Retype the records below exactly as they appear.

◇ ◇ ◇ ◇ ◇

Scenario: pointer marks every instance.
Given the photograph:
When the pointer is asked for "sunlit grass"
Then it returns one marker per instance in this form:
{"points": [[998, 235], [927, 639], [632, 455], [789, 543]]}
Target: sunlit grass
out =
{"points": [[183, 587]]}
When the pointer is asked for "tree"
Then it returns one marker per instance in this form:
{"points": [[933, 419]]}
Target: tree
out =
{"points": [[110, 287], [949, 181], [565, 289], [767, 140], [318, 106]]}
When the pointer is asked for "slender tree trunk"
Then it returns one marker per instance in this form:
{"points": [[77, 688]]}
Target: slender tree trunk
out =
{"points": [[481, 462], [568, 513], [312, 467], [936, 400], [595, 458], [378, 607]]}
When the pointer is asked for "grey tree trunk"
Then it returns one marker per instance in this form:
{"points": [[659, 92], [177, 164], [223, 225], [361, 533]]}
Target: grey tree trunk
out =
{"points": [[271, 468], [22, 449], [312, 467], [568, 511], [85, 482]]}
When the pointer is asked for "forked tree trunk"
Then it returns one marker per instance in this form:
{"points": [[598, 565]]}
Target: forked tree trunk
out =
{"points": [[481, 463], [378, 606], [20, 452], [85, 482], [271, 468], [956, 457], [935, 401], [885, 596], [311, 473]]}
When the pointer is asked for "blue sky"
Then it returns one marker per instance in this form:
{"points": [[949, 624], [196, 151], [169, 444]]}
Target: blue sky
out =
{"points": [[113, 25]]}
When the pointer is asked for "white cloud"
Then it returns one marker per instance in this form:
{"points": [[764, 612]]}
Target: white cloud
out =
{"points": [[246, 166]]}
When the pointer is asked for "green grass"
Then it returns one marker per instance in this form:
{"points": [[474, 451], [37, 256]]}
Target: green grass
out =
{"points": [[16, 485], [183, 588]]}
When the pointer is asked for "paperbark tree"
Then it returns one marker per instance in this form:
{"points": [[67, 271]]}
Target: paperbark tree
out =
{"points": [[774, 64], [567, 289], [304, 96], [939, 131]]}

◇ ◇ ◇ ◇ ◇

- Exercise solution:
Scenario: pointer marks every instance.
Given the photograph:
When the pointer is asked for "sunlit grass"
Then it returns one marker per instance in this form:
{"points": [[998, 235], [927, 639], [632, 455], [789, 543]]}
Target: sunlit grass
out =
{"points": [[183, 587]]}
When the pointer is asked for "tree"
Then it returns one marker per instance in this form:
{"points": [[933, 419]]}
Target: tree
out =
{"points": [[110, 287], [949, 181], [565, 289], [767, 140], [318, 106]]}
When the pointer is asked for "slender tree trunk"
Then it returns one marker per instance in this form:
{"points": [[77, 688]]}
Target: slender tree trunk
out =
{"points": [[481, 462], [568, 513], [312, 467], [936, 400], [595, 458], [378, 607]]}
When the pointer is asked for "grey tree trunk"
Then it returns one marker per instance in this form:
{"points": [[659, 92], [177, 164], [223, 225], [361, 533]]}
Target: grey tree trunk
out =
{"points": [[271, 468], [22, 449], [312, 467], [568, 511], [85, 482]]}
When the pointer is asked for "forked tree trunk"
Then it returns one marker per instance in this form:
{"points": [[598, 565]]}
Target: forked tree trunk
out =
{"points": [[481, 463], [378, 606], [20, 452], [85, 482], [271, 468], [956, 457], [935, 401], [885, 596], [311, 473]]}
When the pointer is asked for "blue sky"
Then it returns one marker per instance in this form:
{"points": [[949, 624], [196, 151], [169, 444]]}
Target: blue sky
out =
{"points": [[113, 25]]}
When the pointer is asked for "white cloud"
Then it returns one marker per instance in this form:
{"points": [[764, 612]]}
Target: white cloud
out =
{"points": [[246, 166]]}
When the pointer is asked for "green grass"
Then it returns one marker per instance in this form:
{"points": [[474, 451], [37, 256]]}
Target: green grass
out =
{"points": [[16, 485], [183, 588]]}
When the pointer is asked for "paperbark tree"
Then it returns one marker per instance in this form:
{"points": [[67, 271]]}
Target: paperbark tree
out =
{"points": [[774, 64], [567, 289], [304, 96], [939, 131]]}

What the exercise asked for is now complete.